» To be done: Give the entries back exactly, dropping each image.

» Record set:
##############################
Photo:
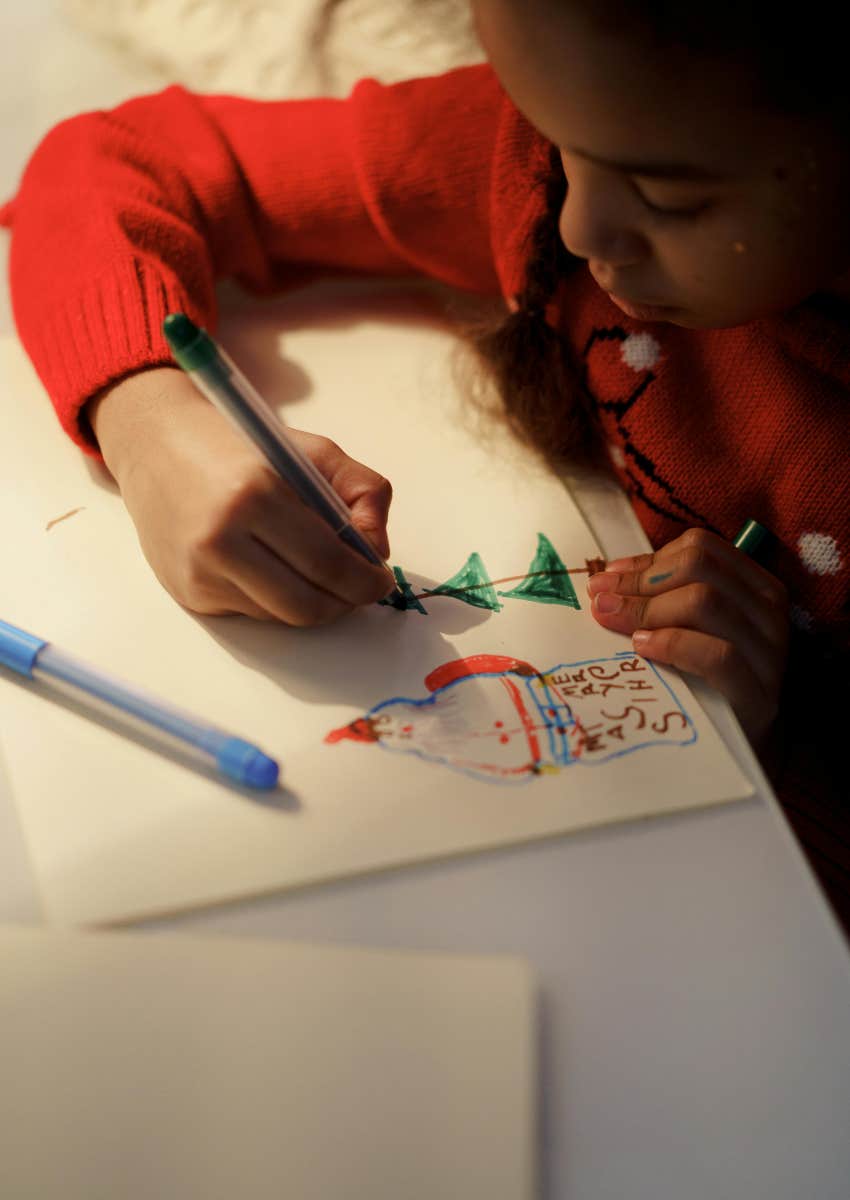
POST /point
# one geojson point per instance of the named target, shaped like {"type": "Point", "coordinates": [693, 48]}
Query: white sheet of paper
{"type": "Point", "coordinates": [119, 832]}
{"type": "Point", "coordinates": [138, 1066]}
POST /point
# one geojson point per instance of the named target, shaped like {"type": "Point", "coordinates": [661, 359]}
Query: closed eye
{"type": "Point", "coordinates": [677, 210]}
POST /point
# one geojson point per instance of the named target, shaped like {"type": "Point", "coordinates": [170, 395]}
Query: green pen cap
{"type": "Point", "coordinates": [191, 346]}
{"type": "Point", "coordinates": [754, 540]}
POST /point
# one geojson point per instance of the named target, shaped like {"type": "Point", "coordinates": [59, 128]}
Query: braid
{"type": "Point", "coordinates": [539, 390]}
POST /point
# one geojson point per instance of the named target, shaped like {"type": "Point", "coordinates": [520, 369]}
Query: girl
{"type": "Point", "coordinates": [659, 195]}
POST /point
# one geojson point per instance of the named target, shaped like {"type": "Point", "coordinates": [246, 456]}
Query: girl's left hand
{"type": "Point", "coordinates": [702, 606]}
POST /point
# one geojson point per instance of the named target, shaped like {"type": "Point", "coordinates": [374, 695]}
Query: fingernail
{"type": "Point", "coordinates": [605, 581]}
{"type": "Point", "coordinates": [608, 603]}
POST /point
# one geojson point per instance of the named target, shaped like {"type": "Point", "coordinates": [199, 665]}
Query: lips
{"type": "Point", "coordinates": [641, 311]}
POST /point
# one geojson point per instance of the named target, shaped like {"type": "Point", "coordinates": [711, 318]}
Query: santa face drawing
{"type": "Point", "coordinates": [498, 719]}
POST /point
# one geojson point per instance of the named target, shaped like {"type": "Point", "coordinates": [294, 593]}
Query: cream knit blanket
{"type": "Point", "coordinates": [269, 48]}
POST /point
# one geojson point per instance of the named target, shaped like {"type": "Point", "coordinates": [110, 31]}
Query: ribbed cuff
{"type": "Point", "coordinates": [113, 328]}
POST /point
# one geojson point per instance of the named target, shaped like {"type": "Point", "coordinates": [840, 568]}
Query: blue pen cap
{"type": "Point", "coordinates": [246, 763]}
{"type": "Point", "coordinates": [19, 649]}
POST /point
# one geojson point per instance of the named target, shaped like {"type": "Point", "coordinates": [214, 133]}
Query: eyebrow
{"type": "Point", "coordinates": [682, 171]}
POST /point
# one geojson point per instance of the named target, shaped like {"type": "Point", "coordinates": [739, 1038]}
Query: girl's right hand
{"type": "Point", "coordinates": [220, 528]}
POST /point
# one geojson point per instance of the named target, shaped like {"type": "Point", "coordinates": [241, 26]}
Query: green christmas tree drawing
{"type": "Point", "coordinates": [411, 600]}
{"type": "Point", "coordinates": [472, 585]}
{"type": "Point", "coordinates": [546, 580]}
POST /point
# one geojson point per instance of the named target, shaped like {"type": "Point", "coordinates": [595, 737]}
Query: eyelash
{"type": "Point", "coordinates": [683, 214]}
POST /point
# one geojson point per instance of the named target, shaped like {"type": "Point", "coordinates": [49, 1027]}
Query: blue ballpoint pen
{"type": "Point", "coordinates": [36, 659]}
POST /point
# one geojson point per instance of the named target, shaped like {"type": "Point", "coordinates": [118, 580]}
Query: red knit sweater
{"type": "Point", "coordinates": [126, 215]}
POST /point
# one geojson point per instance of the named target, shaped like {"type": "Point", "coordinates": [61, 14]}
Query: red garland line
{"type": "Point", "coordinates": [593, 565]}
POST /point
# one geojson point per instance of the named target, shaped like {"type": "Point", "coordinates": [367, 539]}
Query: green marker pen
{"type": "Point", "coordinates": [755, 540]}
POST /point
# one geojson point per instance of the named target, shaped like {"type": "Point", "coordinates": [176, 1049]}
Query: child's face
{"type": "Point", "coordinates": [690, 203]}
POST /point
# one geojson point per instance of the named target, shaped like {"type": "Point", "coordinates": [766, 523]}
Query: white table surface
{"type": "Point", "coordinates": [694, 990]}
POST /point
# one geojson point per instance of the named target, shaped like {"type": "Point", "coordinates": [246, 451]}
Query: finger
{"type": "Point", "coordinates": [720, 664]}
{"type": "Point", "coordinates": [277, 589]}
{"type": "Point", "coordinates": [217, 597]}
{"type": "Point", "coordinates": [699, 551]}
{"type": "Point", "coordinates": [680, 568]}
{"type": "Point", "coordinates": [366, 493]}
{"type": "Point", "coordinates": [698, 607]}
{"type": "Point", "coordinates": [305, 543]}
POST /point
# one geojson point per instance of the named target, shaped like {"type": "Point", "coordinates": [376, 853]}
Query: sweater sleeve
{"type": "Point", "coordinates": [125, 215]}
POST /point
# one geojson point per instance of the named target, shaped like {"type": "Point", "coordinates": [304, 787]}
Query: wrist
{"type": "Point", "coordinates": [127, 418]}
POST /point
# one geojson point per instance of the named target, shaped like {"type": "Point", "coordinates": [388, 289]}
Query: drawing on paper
{"type": "Point", "coordinates": [546, 581]}
{"type": "Point", "coordinates": [502, 720]}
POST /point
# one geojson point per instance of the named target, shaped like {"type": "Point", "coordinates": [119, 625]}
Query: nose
{"type": "Point", "coordinates": [596, 221]}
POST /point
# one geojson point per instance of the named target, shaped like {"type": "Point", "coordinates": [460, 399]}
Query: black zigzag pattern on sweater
{"type": "Point", "coordinates": [644, 468]}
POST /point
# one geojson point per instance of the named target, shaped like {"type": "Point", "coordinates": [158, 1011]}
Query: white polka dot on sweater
##############################
» Answer in full:
Photo:
POST /point
# one geojson point per instance of the named target, shaped like {"type": "Point", "coordinates": [693, 48]}
Query: white sheet of paper
{"type": "Point", "coordinates": [119, 832]}
{"type": "Point", "coordinates": [138, 1066]}
POST /point
# one geojson point per instance of the named target, shaped like {"type": "Point", "coordinates": [661, 359]}
Query: closed eye
{"type": "Point", "coordinates": [677, 210]}
POST /point
# one geojson point per instance of the named target, shaped like {"type": "Point", "coordinates": [170, 395]}
Query: green pen cap
{"type": "Point", "coordinates": [191, 346]}
{"type": "Point", "coordinates": [754, 540]}
POST /point
# one geojson point per instance of the named target, shaped like {"type": "Point", "coordinates": [59, 128]}
Query: braid
{"type": "Point", "coordinates": [539, 390]}
POST /point
# one geojson point per instance of the named target, shaped like {"type": "Point", "coordinates": [520, 369]}
Query: girl
{"type": "Point", "coordinates": [659, 195]}
POST /point
# one geojson point per instance of the named target, shaped like {"type": "Point", "coordinates": [246, 456]}
Query: girl's left hand
{"type": "Point", "coordinates": [702, 606]}
POST /point
# one geojson point per instance of the named target, shaped like {"type": "Point", "coordinates": [374, 695]}
Query: fingernail
{"type": "Point", "coordinates": [605, 581]}
{"type": "Point", "coordinates": [608, 603]}
POST /point
# one geojson point per instance of the named target, shaped like {"type": "Point", "coordinates": [199, 665]}
Query: lips
{"type": "Point", "coordinates": [641, 311]}
POST /point
# one geojson point per instance of the named target, shaped like {"type": "Point", "coordinates": [711, 318]}
Query: santa face drawing
{"type": "Point", "coordinates": [498, 719]}
POST /point
# one geojson point per instance of the named target, shaped like {"type": "Point", "coordinates": [294, 593]}
Query: cream knit blanket
{"type": "Point", "coordinates": [269, 48]}
POST /point
# one geojson point per instance of the named target, shaped like {"type": "Point", "coordinates": [110, 31]}
Query: ribbed cuff
{"type": "Point", "coordinates": [113, 328]}
POST /point
# one geojson point per instance of the named target, shaped like {"type": "Point", "coordinates": [840, 568]}
Query: blue pen cap
{"type": "Point", "coordinates": [246, 763]}
{"type": "Point", "coordinates": [19, 649]}
POST /point
# one geojson point per instance of the named target, shaped like {"type": "Point", "coordinates": [214, 133]}
Query: eyebrow
{"type": "Point", "coordinates": [682, 171]}
POST /point
# one geojson point per instance of the named target, shaped like {"type": "Point", "coordinates": [739, 1038]}
Query: girl's right hand
{"type": "Point", "coordinates": [220, 528]}
POST /point
# one geojson point per instance of the named target, shaped like {"type": "Point", "coordinates": [241, 26]}
Query: green christmas tree drawing
{"type": "Point", "coordinates": [411, 600]}
{"type": "Point", "coordinates": [472, 585]}
{"type": "Point", "coordinates": [546, 580]}
POST /point
# one geojson point per instance of the named target, shaped like {"type": "Point", "coordinates": [595, 737]}
Query: eyelash
{"type": "Point", "coordinates": [683, 214]}
POST /point
# one geojson point per instance of the named target, shaped like {"type": "Point", "coordinates": [49, 1027]}
Query: blue ballpoint pen
{"type": "Point", "coordinates": [36, 659]}
POST /point
# one geojson point per instance of the named target, shaped like {"type": "Point", "coordinates": [118, 580]}
Query: red knit sweater
{"type": "Point", "coordinates": [126, 215]}
POST /point
# one geojson point per instance of the named target, shaped like {"type": "Point", "coordinates": [61, 14]}
Query: red garland line
{"type": "Point", "coordinates": [593, 565]}
POST /point
# one geojson point per instance of the named target, shaped like {"type": "Point", "coordinates": [367, 539]}
Query: green marker pen
{"type": "Point", "coordinates": [755, 540]}
POST /point
# one geojson point per instance of the named target, shaped like {"type": "Point", "coordinates": [176, 1049]}
Query: child's face
{"type": "Point", "coordinates": [690, 203]}
POST /point
# one geojson point per instance of the named target, shaped like {"type": "Point", "coordinates": [766, 523]}
Query: white table surface
{"type": "Point", "coordinates": [694, 990]}
POST /point
# one geojson point per instance of the named target, shaped like {"type": "Point", "coordinates": [246, 451]}
Query: finger
{"type": "Point", "coordinates": [720, 664]}
{"type": "Point", "coordinates": [277, 589]}
{"type": "Point", "coordinates": [217, 597]}
{"type": "Point", "coordinates": [699, 551]}
{"type": "Point", "coordinates": [680, 568]}
{"type": "Point", "coordinates": [366, 493]}
{"type": "Point", "coordinates": [698, 607]}
{"type": "Point", "coordinates": [305, 543]}
POST /point
# one geojson point per instance of the named target, shaped like {"type": "Point", "coordinates": [376, 853]}
Query: sweater sleeve
{"type": "Point", "coordinates": [125, 215]}
POST /point
# one geojson point per instance of the named target, shaped like {"type": "Point", "coordinates": [304, 787]}
Query: wrist
{"type": "Point", "coordinates": [127, 418]}
POST /point
# one geojson point per instance of the named target, shaped like {"type": "Point", "coordinates": [388, 289]}
Query: drawing on paper
{"type": "Point", "coordinates": [546, 581]}
{"type": "Point", "coordinates": [502, 720]}
POST /point
# one geojson point per instance of the named target, shaped like {"type": "Point", "coordinates": [119, 625]}
Query: nose
{"type": "Point", "coordinates": [596, 221]}
POST /point
# one geojson point per instance of the named target, shaped like {"type": "Point", "coordinates": [460, 399]}
Query: black zigzag pattern on sweater
{"type": "Point", "coordinates": [644, 468]}
POST /point
# one geojson point per instance of the named target, shaped like {"type": "Point", "coordinates": [158, 1011]}
Query: white polka dot on sweater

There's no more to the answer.